> **What to work on**:
All lines in the entries below that hold "knee" make up the answer.

[Stored dataset items]
Start of Block
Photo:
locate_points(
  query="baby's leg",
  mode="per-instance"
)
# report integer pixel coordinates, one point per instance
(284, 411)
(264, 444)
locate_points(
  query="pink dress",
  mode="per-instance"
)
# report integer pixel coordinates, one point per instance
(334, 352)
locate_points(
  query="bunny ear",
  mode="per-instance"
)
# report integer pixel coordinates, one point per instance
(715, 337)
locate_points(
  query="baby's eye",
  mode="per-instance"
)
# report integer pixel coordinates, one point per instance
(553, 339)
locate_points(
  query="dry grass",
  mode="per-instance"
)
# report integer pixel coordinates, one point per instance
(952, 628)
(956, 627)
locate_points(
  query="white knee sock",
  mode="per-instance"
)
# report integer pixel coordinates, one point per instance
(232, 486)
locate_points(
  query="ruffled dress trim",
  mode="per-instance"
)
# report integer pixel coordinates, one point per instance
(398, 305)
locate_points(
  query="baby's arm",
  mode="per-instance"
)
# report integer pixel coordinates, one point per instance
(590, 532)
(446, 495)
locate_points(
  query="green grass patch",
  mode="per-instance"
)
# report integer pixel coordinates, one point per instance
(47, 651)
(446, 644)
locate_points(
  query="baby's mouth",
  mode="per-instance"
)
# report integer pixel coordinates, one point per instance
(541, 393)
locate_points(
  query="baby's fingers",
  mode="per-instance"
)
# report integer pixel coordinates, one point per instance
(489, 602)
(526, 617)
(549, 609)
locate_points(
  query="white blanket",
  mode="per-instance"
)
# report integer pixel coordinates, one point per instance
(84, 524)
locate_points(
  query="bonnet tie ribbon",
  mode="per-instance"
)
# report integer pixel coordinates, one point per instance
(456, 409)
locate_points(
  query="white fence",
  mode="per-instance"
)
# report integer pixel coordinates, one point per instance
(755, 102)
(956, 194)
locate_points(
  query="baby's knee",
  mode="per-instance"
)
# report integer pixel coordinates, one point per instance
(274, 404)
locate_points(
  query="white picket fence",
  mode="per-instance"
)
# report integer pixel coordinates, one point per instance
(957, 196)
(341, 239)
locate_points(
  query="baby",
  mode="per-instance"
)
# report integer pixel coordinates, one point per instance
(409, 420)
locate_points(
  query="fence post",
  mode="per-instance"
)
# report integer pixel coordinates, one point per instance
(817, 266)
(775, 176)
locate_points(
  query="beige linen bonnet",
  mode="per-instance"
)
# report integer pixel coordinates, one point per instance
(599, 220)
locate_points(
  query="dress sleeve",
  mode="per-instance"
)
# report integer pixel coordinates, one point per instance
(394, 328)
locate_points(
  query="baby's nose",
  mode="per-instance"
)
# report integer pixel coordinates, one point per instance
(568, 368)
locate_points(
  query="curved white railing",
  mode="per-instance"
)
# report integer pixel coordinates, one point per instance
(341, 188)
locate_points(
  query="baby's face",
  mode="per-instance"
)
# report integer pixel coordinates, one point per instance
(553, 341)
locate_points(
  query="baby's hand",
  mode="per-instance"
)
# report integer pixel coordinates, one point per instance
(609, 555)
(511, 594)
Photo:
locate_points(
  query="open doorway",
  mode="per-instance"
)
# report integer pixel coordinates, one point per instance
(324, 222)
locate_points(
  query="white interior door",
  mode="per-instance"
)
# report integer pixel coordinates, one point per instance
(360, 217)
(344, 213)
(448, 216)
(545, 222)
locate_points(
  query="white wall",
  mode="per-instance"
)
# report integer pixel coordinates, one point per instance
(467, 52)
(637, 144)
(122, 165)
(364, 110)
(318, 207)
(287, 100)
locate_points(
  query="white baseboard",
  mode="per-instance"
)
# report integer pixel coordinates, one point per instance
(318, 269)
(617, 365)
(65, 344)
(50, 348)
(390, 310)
End of Block
> **Answer to the exercise**:
  query="white knee sock",
  query="baby's knee",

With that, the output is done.